What the task requires: Can you repeat back, word for word, the lines below that begin at the line containing "Confirm that each instance of the crane mast" and run through the end of the entries?
(begin)
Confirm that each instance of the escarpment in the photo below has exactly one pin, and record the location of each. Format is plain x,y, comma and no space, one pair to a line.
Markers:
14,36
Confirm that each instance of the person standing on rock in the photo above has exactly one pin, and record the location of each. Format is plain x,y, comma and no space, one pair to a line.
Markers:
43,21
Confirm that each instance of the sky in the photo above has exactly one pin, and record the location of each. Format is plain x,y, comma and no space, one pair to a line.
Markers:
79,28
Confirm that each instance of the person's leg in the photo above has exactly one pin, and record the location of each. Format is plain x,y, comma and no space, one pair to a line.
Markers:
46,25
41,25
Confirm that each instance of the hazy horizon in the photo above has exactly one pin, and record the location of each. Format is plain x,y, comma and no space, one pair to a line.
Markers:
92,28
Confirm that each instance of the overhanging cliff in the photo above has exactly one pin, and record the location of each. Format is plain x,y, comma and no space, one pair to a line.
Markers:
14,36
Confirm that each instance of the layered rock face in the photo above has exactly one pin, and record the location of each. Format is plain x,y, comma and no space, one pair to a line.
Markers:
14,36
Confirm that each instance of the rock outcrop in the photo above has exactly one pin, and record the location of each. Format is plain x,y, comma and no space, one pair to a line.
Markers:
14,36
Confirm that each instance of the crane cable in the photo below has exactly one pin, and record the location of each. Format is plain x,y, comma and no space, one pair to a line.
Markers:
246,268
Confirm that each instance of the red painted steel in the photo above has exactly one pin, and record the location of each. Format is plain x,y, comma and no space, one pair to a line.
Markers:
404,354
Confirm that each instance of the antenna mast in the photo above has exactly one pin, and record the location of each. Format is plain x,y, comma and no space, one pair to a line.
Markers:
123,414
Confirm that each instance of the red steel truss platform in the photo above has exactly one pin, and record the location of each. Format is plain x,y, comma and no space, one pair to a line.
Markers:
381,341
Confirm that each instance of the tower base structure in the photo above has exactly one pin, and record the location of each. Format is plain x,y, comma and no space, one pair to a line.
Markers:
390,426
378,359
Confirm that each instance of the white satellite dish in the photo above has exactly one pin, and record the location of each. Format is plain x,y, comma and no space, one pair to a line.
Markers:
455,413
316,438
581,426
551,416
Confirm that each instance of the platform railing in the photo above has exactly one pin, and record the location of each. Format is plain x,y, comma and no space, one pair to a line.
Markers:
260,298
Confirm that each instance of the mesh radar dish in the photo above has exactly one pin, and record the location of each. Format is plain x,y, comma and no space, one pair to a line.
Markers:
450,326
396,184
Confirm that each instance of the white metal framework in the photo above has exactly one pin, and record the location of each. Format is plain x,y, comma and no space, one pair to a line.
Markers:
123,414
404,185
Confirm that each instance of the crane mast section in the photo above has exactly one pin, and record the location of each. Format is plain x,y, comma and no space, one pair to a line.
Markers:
(end)
Expected answer:
Confirm that each instance of the crane mast section in the photo above has exactly one pin, and record the location of each. Format is plain x,y, comma and no space, one pair to a line.
Markers:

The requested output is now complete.